-- SELECTED EXTRACT --
·····

Your Family Needs You: Suicide Prevention and the Construction IndustryContributor: Swinerton Blogger | May 11, 2018
By Scott Kubiszewski
I recently attended a half-day Suicide Prevention Summit hosted by on by the Puget Sound Chapter of the Construction Financial Management Association and the AGC of Washington. During this summit I learned about a newly recognized issue in the construction industry that requires our attention to ensure that every Swinerton employee is aware that Your Family Needs You.
In 2016 there were more than 44,000 suicides in the United States. This is more than the 37,000 deaths in motor vehicle crashes that occur annually. The construction industry is considered to be high risk for suicide. In July 2016 the Centers for Disease Control (CDC) released the first study of suicides by occupation, and the construction industry had the highest number of suicides and the second highest rate of suicides. The rate was four times higher than that of the general population. If the rate for architects and engineers is included, the rate is approximately six times higher than the general population.

·····

-- SOURCE INFORMATION --
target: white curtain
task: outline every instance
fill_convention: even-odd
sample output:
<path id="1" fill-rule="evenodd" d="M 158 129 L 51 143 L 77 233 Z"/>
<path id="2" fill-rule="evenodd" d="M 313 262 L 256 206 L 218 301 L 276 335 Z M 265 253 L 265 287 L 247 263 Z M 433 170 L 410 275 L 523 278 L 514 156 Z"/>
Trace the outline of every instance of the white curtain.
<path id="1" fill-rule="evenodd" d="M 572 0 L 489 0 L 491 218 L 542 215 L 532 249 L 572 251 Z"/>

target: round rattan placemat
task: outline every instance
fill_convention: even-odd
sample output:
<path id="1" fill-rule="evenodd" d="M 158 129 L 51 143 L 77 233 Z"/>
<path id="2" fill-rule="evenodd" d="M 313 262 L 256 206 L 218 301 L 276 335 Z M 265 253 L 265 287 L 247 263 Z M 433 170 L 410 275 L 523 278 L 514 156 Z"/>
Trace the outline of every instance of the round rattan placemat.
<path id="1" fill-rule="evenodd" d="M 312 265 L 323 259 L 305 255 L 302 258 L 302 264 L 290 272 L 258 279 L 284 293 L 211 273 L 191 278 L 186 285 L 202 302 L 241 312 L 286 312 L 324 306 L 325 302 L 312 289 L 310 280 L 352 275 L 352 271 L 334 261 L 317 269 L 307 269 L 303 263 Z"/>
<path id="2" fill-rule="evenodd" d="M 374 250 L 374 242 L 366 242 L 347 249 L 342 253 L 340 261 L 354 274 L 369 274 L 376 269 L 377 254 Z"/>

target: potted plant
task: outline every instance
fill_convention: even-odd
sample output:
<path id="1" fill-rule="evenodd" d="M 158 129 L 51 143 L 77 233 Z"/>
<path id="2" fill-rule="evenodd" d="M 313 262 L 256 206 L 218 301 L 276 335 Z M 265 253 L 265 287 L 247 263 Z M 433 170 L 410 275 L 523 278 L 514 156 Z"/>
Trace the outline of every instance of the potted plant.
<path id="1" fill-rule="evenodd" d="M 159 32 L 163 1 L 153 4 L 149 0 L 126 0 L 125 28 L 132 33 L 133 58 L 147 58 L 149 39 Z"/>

·····

-- INSTRUCTIONS --
(a) Reproduce the passage of the construction suicide prevention post starting with "Your Family Needs You: Suicide" and going on through "Family Needs You.".
(b) Resume the post on suicide prevention in the construction industry, writing on from its last sentence.

-- ANSWERS BELOW --
(a)
Your Family Needs You: Suicide Prevention and the Construction IndustryContributor: Swinerton Blogger | May 11, 2018
By Scott Kubiszewski
I recently attended a half-day Suicide Prevention Summit hosted by on by the Puget Sound Chapter of the Construction Financial Management Association and the AGC of Washington. During this summit I learned about a newly recognized issue in the construction industry that requires our attention to ensure that every Swinerton employee is aware that Your Family Needs You.

(b)
Why the Construction Industry?
Construction has been considered a "rough and tough" industry to work in. Many construction employees work long hours and spend a lot of time away from their families—and there is a lot of pressure in the construction industry. This is frequently expressed as budget, schedule, productivity, quality, and safety standards. Studies also reveal that a majority of male employees do not take time to see doctors or mental health counselors.
Help is Available
Suicide is preventable! Seeking help is the first step. It’s critical that everyone at Swinerton knows and shares this information to promote our Make Safety A Habit, Your Family Needs You culture. We need everyone to care for one another—it’s not enough to just focus on getting people home safely at the end of a shift.
The National Suicide Prevention Lifeline is a free, confidential service that is available 24/7. It provides crisis intervention for people having thoughts about self-harm or who are considering taking their life. The telephone number is 800.273.8255.
In addition, another free resource for help is the Crisis Text Line. You can text “help” or “connect” to 741741.